Input rows:
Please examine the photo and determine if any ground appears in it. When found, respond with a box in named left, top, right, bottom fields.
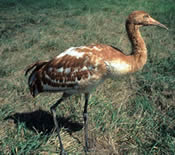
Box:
left=0, top=0, right=175, bottom=155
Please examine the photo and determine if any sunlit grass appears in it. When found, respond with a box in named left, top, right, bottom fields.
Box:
left=0, top=0, right=175, bottom=154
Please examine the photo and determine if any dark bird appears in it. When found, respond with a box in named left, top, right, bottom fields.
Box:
left=26, top=11, right=168, bottom=154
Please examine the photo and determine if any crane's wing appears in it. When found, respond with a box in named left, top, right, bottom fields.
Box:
left=26, top=47, right=106, bottom=96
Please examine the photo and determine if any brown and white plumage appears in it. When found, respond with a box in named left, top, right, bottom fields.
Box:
left=26, top=11, right=167, bottom=152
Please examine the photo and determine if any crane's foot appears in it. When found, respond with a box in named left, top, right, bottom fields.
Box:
left=60, top=149, right=68, bottom=155
left=84, top=138, right=95, bottom=154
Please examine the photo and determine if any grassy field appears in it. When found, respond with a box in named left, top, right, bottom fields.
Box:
left=0, top=0, right=175, bottom=155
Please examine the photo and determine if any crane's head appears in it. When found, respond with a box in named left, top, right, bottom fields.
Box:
left=127, top=11, right=168, bottom=30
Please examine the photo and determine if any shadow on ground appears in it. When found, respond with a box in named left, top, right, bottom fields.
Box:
left=4, top=110, right=83, bottom=134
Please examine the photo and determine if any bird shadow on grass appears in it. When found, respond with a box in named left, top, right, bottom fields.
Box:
left=4, top=110, right=83, bottom=135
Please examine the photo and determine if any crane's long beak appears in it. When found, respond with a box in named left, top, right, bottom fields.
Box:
left=149, top=18, right=168, bottom=30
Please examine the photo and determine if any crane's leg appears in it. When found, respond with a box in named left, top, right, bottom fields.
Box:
left=83, top=93, right=89, bottom=153
left=50, top=93, right=71, bottom=155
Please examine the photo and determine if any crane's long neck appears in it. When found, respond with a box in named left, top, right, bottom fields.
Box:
left=126, top=20, right=147, bottom=72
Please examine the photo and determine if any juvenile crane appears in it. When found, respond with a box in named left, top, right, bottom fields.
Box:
left=26, top=11, right=168, bottom=154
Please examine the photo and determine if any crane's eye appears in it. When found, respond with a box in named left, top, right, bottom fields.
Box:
left=143, top=15, right=149, bottom=18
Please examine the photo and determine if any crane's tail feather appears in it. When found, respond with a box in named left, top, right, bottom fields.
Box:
left=25, top=61, right=48, bottom=97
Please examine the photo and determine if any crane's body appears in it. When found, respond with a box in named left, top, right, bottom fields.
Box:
left=28, top=44, right=146, bottom=96
left=26, top=11, right=167, bottom=154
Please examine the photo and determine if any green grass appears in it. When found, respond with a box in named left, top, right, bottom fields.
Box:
left=0, top=0, right=175, bottom=155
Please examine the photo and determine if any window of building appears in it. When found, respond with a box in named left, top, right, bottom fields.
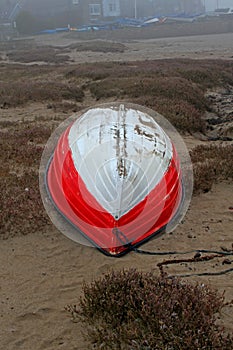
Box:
left=109, top=0, right=116, bottom=12
left=89, top=4, right=101, bottom=16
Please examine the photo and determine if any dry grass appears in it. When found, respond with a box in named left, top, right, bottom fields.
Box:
left=0, top=60, right=233, bottom=237
left=191, top=144, right=233, bottom=193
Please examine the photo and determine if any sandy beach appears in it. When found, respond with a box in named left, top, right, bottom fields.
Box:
left=0, top=28, right=233, bottom=350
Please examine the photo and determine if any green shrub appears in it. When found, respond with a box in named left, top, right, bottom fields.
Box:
left=69, top=269, right=233, bottom=350
left=191, top=144, right=233, bottom=192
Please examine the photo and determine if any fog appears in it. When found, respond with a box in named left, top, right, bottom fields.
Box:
left=203, top=0, right=233, bottom=11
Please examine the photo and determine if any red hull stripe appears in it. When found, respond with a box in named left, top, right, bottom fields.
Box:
left=47, top=127, right=182, bottom=254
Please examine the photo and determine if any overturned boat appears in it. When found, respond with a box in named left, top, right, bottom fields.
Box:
left=45, top=104, right=183, bottom=256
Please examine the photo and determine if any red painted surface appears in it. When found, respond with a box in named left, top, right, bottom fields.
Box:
left=47, top=128, right=182, bottom=255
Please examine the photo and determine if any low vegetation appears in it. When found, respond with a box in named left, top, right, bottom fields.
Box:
left=191, top=144, right=233, bottom=193
left=0, top=58, right=233, bottom=237
left=0, top=59, right=233, bottom=133
left=67, top=269, right=233, bottom=350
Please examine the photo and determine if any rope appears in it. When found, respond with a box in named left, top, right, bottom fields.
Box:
left=112, top=228, right=233, bottom=278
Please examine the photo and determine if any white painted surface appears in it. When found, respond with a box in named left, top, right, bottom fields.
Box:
left=69, top=105, right=172, bottom=219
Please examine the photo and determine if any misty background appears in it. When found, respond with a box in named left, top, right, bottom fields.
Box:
left=206, top=0, right=233, bottom=11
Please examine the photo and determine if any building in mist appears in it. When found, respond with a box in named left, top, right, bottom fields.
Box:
left=0, top=0, right=204, bottom=27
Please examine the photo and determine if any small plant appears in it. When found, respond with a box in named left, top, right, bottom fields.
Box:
left=191, top=144, right=233, bottom=193
left=67, top=269, right=233, bottom=350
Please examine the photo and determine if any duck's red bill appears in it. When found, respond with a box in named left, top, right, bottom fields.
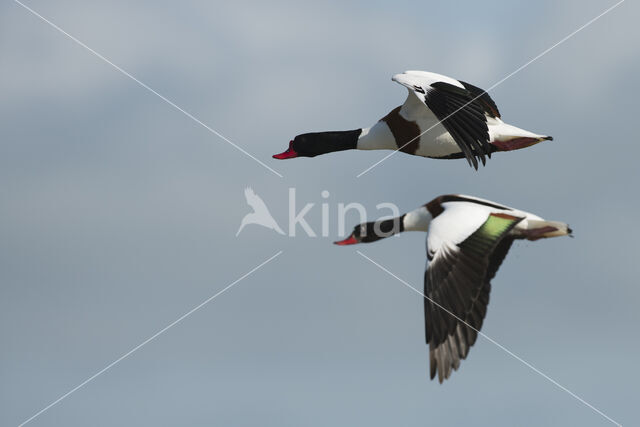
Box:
left=333, top=236, right=358, bottom=246
left=273, top=141, right=298, bottom=160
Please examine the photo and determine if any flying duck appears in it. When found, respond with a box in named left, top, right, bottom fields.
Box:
left=335, top=195, right=571, bottom=383
left=273, top=71, right=553, bottom=169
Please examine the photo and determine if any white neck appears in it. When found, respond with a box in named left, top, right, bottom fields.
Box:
left=402, top=206, right=433, bottom=232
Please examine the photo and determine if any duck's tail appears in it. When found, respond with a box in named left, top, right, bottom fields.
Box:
left=518, top=219, right=573, bottom=240
left=489, top=121, right=553, bottom=151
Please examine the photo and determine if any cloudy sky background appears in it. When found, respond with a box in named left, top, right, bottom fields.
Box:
left=0, top=0, right=640, bottom=426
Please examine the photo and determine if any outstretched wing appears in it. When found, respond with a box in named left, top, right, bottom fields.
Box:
left=424, top=213, right=523, bottom=383
left=393, top=71, right=500, bottom=169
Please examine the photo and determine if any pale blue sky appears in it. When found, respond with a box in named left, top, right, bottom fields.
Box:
left=0, top=0, right=640, bottom=426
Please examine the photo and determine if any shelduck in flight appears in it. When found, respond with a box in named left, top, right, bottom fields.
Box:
left=273, top=71, right=553, bottom=169
left=336, top=195, right=571, bottom=383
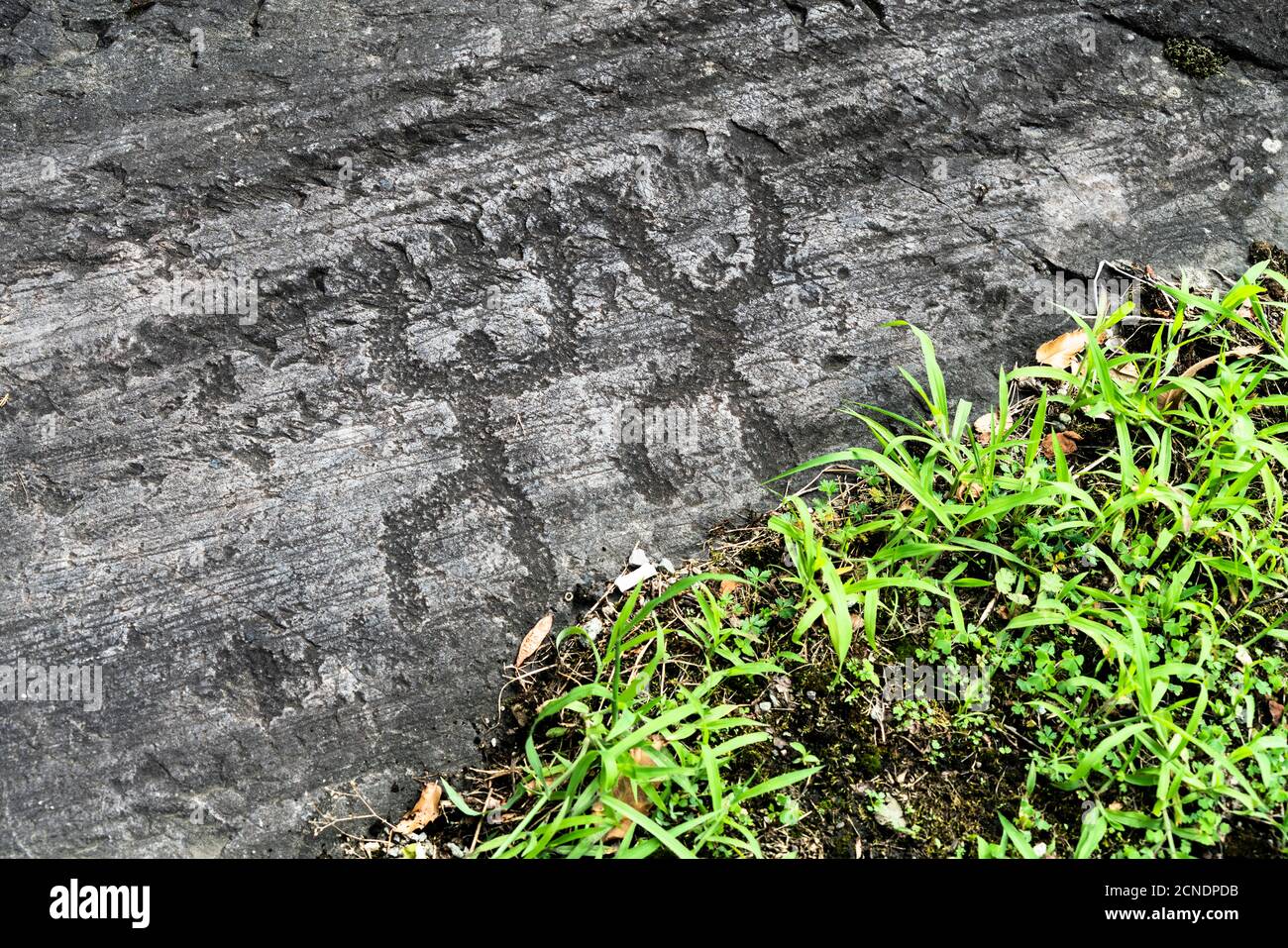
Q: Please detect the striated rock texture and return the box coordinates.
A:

Task instructions: Set out the items above, from the line with "Please examine the photo and determine if any sandy" to the line with "left=203, top=0, right=233, bottom=11", as a two-column CSV with the headers text and answer and one row per item. Put each value in a single quoted field, with any line breaks replaced by spaces.

Exercise result:
text,answer
"Please examine the photo and determine if any sandy beach appears in it. When found, respond with a box in named left, top, right, bottom fields. Box:","left=0, top=28, right=233, bottom=350"
"Please examine the photo and determine if any green shrub appears in it. When found, respond with a box in named left, top, right, bottom fields. Box:","left=69, top=269, right=233, bottom=350 left=191, top=144, right=233, bottom=192"
"Please examine the photo and determine if any fog appears in it. When found, respond with a box in named left, top, right, bottom fields. Box:","left=203, top=0, right=233, bottom=11"